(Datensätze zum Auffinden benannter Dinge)
□ □ □ □ □ □ □
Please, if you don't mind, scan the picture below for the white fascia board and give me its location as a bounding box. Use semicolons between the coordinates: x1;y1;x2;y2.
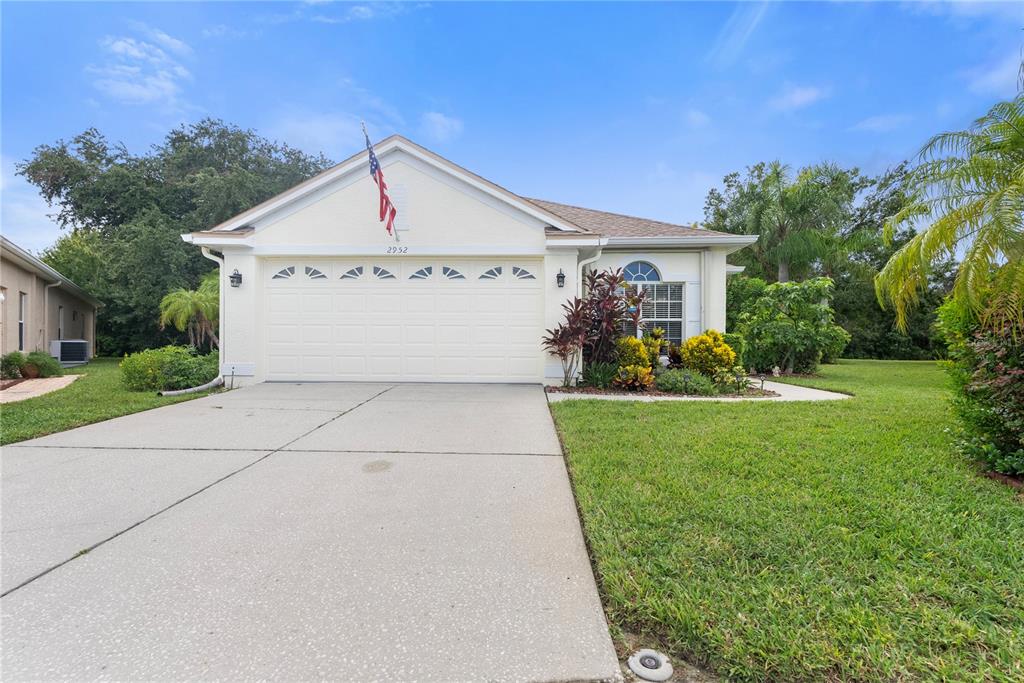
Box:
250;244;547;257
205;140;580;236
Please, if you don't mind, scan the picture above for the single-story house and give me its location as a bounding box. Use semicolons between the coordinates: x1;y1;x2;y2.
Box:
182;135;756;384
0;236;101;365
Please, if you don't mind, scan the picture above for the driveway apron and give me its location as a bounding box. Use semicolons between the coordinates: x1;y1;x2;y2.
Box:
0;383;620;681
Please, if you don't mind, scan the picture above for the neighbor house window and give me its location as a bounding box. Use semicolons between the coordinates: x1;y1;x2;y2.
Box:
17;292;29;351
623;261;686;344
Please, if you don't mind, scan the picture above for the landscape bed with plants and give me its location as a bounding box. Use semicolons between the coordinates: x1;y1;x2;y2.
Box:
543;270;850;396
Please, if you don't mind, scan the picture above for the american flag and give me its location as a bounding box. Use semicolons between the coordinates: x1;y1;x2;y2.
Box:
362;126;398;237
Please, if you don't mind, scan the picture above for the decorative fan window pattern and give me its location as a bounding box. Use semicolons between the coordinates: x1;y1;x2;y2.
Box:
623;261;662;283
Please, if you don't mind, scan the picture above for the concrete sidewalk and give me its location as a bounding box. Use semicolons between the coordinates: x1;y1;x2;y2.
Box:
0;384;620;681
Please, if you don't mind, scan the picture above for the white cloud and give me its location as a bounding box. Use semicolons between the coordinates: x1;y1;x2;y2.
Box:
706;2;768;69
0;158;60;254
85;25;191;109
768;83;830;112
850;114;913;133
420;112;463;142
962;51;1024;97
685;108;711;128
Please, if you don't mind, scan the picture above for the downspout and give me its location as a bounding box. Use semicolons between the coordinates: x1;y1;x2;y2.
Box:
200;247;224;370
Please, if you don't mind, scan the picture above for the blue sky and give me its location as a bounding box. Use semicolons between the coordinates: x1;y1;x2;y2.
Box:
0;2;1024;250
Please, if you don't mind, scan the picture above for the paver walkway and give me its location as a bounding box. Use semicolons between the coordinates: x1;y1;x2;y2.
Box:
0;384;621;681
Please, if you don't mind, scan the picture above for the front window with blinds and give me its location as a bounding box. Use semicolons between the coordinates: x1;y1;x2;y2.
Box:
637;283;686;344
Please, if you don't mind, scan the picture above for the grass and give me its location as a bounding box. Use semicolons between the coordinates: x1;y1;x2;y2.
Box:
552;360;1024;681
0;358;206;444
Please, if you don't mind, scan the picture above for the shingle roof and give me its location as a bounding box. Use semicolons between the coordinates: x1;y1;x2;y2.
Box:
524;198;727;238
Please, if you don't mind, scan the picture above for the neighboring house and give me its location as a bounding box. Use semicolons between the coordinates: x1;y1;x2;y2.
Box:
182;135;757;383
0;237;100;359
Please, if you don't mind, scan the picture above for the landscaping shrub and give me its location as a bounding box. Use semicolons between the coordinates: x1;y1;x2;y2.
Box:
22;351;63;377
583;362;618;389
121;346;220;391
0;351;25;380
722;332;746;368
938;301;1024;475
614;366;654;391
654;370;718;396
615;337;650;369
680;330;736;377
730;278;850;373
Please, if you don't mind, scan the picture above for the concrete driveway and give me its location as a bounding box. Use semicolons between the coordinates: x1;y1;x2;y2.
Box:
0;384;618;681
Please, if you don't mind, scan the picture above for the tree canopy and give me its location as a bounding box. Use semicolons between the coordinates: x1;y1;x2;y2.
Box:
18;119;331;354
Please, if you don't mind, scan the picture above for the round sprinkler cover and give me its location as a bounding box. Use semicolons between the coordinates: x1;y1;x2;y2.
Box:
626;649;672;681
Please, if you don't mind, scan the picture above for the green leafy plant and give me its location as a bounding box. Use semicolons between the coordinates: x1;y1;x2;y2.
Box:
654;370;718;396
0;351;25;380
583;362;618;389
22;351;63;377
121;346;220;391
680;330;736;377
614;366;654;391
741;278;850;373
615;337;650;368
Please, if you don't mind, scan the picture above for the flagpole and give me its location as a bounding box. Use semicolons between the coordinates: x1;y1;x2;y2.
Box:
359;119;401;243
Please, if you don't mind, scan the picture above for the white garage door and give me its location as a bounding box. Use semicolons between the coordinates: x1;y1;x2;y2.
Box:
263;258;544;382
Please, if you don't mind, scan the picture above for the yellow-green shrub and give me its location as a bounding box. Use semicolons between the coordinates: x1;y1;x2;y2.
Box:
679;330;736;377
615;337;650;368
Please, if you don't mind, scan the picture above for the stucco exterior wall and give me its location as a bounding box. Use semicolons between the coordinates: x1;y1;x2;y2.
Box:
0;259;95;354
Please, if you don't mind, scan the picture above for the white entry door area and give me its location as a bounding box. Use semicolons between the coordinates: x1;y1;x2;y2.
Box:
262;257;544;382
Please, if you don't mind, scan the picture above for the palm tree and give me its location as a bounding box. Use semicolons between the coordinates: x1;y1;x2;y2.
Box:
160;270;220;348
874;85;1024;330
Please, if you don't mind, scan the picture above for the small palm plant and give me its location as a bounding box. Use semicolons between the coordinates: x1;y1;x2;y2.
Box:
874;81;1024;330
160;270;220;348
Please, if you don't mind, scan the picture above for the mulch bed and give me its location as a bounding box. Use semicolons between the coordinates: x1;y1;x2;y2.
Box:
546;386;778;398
□ □ □ □ □ □ □
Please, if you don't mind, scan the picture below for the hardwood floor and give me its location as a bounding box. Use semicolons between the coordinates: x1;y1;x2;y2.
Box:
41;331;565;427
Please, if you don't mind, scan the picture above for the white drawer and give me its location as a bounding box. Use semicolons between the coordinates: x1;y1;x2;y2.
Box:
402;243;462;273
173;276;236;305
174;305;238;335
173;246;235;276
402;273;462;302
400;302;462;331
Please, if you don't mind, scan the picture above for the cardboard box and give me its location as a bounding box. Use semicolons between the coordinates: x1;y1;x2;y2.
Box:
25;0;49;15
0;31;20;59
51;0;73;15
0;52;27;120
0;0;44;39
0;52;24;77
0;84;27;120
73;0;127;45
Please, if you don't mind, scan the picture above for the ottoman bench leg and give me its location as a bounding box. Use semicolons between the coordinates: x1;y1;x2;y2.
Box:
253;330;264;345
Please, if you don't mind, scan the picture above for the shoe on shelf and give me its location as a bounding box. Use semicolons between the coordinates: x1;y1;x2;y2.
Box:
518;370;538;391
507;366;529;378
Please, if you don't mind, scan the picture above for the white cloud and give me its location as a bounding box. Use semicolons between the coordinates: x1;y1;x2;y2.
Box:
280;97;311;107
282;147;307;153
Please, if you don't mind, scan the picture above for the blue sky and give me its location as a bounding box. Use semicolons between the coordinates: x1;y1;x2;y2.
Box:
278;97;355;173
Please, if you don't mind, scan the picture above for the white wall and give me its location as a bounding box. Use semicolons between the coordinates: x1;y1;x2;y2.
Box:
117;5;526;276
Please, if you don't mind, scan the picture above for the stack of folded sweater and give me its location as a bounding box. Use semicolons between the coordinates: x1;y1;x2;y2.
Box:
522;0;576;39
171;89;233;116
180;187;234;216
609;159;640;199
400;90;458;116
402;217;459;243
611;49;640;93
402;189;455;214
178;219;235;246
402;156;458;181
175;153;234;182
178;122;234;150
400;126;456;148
□ □ □ □ □ □ □
Die Aufgabe – Schreib den Abschnitt der Datensätze oben, der mit der Zeile mit „for the yellow-green“ beginnt und mit der Zeile mit „0;259;95;354“ endet, Zeichen für Zeichen ab.

Antwort –
Please, if you don't mind, scan the picture above for the yellow-green shrub and give me its location as a bounding box. Use semicolons between the coordinates: x1;y1;x2;y2.
Box:
679;330;736;377
615;337;650;368
Please, if you don't mind, scan the picture above for the stucco exterior wall and give me its location as a bounding box. Use semicolons between the coordinates: x1;y1;x2;y2.
Box:
0;259;95;354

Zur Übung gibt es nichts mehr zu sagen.